Could you turn the lines below into a JSON list of strings, one string per line, skipping blank lines and leaving the pictures out?

--- start RECORDS PROVIDED ---

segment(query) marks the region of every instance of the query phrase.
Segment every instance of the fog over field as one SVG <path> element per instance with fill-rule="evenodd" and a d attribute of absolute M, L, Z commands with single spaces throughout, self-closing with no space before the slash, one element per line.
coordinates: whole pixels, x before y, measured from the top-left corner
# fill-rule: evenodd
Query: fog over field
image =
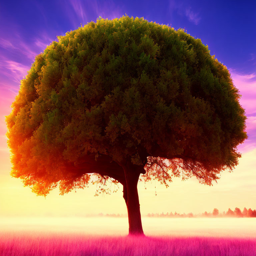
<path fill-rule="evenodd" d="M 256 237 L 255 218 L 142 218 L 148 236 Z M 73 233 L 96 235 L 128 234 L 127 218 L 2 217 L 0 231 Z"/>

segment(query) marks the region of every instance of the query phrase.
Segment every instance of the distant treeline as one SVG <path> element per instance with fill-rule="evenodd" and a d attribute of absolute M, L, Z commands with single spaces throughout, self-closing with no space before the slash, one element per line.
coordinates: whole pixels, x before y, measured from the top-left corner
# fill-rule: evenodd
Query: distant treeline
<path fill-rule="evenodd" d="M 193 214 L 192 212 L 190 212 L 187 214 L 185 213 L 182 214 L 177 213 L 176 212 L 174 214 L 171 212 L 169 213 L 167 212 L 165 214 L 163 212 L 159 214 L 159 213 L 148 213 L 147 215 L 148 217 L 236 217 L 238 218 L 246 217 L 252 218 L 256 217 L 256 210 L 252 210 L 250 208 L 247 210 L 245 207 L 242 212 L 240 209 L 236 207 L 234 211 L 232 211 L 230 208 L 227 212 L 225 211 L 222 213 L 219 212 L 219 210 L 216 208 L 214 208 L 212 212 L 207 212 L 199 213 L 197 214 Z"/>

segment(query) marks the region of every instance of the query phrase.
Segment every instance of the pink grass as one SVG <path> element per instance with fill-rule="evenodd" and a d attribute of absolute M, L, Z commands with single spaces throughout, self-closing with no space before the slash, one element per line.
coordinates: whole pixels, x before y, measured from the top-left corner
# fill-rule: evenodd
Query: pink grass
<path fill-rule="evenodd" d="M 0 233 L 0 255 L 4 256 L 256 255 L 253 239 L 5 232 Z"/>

--- end RECORDS PROVIDED ---

*THE SOLUTION*.
[
  "segment(query) marks the region of every instance of the query phrase.",
  "Segment every instance of the fog over field as one SVG <path> element per instance with fill-rule=\"evenodd\" and a d attribute of absolute M, L, Z commands with single spaces throughout, self-closing with no space before the slash, one element per line.",
  "coordinates: whole pixels, x before y, measured from the top-left corner",
  "# fill-rule: evenodd",
  "Query: fog over field",
  "image =",
  "<path fill-rule=\"evenodd\" d=\"M 256 237 L 255 218 L 142 218 L 148 236 Z M 73 233 L 96 235 L 128 234 L 127 218 L 2 217 L 0 231 Z\"/>",
  "segment(query) marks the region of every instance of the query phrase.",
  "Segment every instance of the distant treeline as one SVG <path> element per instance with fill-rule=\"evenodd\" and a d attribute of absolute M, L, Z commands with single spaces throughout, self-closing with no space before the slash, one element per line.",
  "coordinates: whole pixels, x before y, measured from the top-left corner",
  "# fill-rule: evenodd",
  "Query: distant treeline",
  "<path fill-rule=\"evenodd\" d=\"M 193 214 L 192 212 L 190 212 L 187 214 L 185 213 L 182 214 L 177 213 L 176 212 L 174 214 L 171 212 L 169 213 L 167 212 L 165 214 L 163 212 L 159 214 L 159 213 L 148 213 L 147 215 L 148 217 L 236 217 L 238 218 L 246 217 L 252 218 L 256 217 L 256 210 L 252 210 L 250 208 L 247 210 L 245 207 L 242 212 L 240 209 L 236 207 L 234 211 L 232 211 L 230 208 L 227 212 L 225 211 L 222 213 L 219 212 L 219 210 L 216 208 L 214 208 L 212 212 L 207 212 L 199 213 L 197 214 Z\"/>",
  "segment(query) marks the region of every instance of the query phrase.",
  "Segment every instance of the pink grass as one SVG <path> element per instance with fill-rule=\"evenodd\" and a d attribute of absolute M, L, Z commands with single spaces throughout, self-closing with no space before the slash, one element per line.",
  "coordinates: whole pixels, x before y, measured from the top-left corner",
  "# fill-rule: evenodd",
  "Query: pink grass",
  "<path fill-rule=\"evenodd\" d=\"M 0 233 L 0 255 L 4 256 L 256 255 L 253 239 L 5 232 Z\"/>"
]